== TEXT UNDER STUDY ==
I have been tribe-less before and always feel so alone when we move. It is hard, hard when my fellow momma bears can’t help me watch over my cubs, hard to watch other tribes and know you are excluded or don’t belong or won’t be let in. So if you find yourself without a tribe, pray for one and extend yourself to an uncomfortable place, and know its like dating - you may not find the perfect fit right away, but keep fishing. A tribe is so worth search.
Six years ago today our moving truck left California loaded with our entire house. On February 4th, we pulled out of driveway, in Brentwood, for the last time. It has me reflecting on our life, our journey, the impact - both positive and negative on our kids.
Ask Hackett where he is from, I am not sure what his answer will be. Last year at this time, I watched him get stumped by that question. Its a question that should be so easy, but for him, so many layers. Where was he born? Where is he most recently from? Where he lives now? I think, just recently, he is feeling more and more connected to our life here, 18 months post (our most recent) move. Last night we went to the varsity basketball game, and he was sporting some "Pirate" gear (even thought the "Lancer" sticker is still on my car - even my car is confused!). I asked him as we walked in, "are you a pirate now?". His reply, "I still have some Lancer in me too." And I think he always will. Me too.
===
== DATASET ENTRIES ==
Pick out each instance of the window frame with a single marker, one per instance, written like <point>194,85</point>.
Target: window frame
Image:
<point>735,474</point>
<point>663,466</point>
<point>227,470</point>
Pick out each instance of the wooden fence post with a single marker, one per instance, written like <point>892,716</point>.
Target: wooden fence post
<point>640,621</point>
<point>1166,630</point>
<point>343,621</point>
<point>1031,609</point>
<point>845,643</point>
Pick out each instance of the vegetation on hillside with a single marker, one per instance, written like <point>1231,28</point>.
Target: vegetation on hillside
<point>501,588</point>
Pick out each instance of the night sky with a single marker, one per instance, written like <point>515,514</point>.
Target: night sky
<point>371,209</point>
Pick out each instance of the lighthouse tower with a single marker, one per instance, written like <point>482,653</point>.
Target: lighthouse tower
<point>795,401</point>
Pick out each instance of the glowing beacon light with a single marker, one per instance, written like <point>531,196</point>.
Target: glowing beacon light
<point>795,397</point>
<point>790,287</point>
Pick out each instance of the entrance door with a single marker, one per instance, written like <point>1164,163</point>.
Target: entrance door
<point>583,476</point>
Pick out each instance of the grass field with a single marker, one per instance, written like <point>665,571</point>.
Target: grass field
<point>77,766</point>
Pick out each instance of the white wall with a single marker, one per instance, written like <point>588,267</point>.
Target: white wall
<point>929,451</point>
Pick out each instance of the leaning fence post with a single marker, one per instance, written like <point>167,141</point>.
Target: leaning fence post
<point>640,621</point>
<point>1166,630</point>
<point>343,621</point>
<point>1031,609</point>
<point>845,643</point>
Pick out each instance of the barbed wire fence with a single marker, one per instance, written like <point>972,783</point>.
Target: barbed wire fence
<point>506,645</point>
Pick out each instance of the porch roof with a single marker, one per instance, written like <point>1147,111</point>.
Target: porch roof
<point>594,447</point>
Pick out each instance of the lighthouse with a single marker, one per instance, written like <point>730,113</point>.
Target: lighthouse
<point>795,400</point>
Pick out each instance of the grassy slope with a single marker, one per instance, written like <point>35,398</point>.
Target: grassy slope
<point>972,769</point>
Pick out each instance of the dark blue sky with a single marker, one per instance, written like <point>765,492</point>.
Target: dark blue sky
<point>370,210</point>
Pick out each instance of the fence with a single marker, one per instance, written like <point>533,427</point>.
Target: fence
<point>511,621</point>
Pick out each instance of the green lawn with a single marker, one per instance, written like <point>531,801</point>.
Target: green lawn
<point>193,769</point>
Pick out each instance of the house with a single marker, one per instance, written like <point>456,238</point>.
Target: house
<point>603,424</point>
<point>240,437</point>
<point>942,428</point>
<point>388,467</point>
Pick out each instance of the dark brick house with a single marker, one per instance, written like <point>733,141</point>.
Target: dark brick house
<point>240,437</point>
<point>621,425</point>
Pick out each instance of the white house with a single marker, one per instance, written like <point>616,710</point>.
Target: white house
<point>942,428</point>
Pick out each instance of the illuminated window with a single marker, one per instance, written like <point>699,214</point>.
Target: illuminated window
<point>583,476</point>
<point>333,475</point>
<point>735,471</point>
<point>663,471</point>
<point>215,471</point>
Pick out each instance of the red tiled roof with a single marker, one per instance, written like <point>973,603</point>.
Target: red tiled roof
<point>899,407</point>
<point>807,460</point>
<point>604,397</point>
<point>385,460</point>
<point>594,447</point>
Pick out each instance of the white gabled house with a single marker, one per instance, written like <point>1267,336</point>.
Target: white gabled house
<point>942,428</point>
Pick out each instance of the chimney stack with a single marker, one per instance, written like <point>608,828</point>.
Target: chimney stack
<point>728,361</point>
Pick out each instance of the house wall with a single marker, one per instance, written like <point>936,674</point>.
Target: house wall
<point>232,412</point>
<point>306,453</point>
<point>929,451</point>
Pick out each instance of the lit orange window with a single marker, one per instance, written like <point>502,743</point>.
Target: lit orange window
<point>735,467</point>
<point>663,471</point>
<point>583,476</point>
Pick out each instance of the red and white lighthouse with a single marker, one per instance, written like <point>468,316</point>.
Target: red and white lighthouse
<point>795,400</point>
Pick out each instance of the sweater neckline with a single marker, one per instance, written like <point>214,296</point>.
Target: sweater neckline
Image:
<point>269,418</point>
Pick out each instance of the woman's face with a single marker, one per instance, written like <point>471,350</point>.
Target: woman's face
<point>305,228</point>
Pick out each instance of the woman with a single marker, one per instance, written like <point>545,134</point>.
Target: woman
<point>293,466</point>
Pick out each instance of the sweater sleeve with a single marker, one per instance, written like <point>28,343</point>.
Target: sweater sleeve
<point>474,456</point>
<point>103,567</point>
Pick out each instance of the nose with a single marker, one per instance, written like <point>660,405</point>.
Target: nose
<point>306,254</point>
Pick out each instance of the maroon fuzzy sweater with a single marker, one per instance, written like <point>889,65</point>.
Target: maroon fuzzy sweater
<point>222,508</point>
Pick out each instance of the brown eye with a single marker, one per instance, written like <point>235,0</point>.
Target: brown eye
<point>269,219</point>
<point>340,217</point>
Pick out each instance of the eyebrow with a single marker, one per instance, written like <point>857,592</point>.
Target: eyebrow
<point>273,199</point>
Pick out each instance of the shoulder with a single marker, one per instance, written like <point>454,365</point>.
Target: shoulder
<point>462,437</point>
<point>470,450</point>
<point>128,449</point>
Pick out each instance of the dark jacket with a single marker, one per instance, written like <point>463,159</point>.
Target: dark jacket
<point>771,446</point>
===
* **TASKS AND EXERCISES**
[1] In the post about moving, what is the stretch from "I have been" through "so worth search."? Set it down word for word.
[2] How would you render this sentence from the post about moving in Spanish: "Six years ago today our moving truck left California loaded with our entire house."?

* **RESPONSES PER TASK**
[1]
I have been tribe-less before and always feel so alone when we move. It is hard, hard when my fellow momma bears can’t help me watch over my cubs, hard to watch other tribes and know you are excluded or don’t belong or won’t be let in. So if you find yourself without a tribe, pray for one and extend yourself to an uncomfortable place, and know its like dating - you may not find the perfect fit right away, but keep fishing. A tribe is so worth search.

[2] Hace seis años, en un día como hoy, nuestro camión de mudanza salió de California cargado con toda nuestra casa.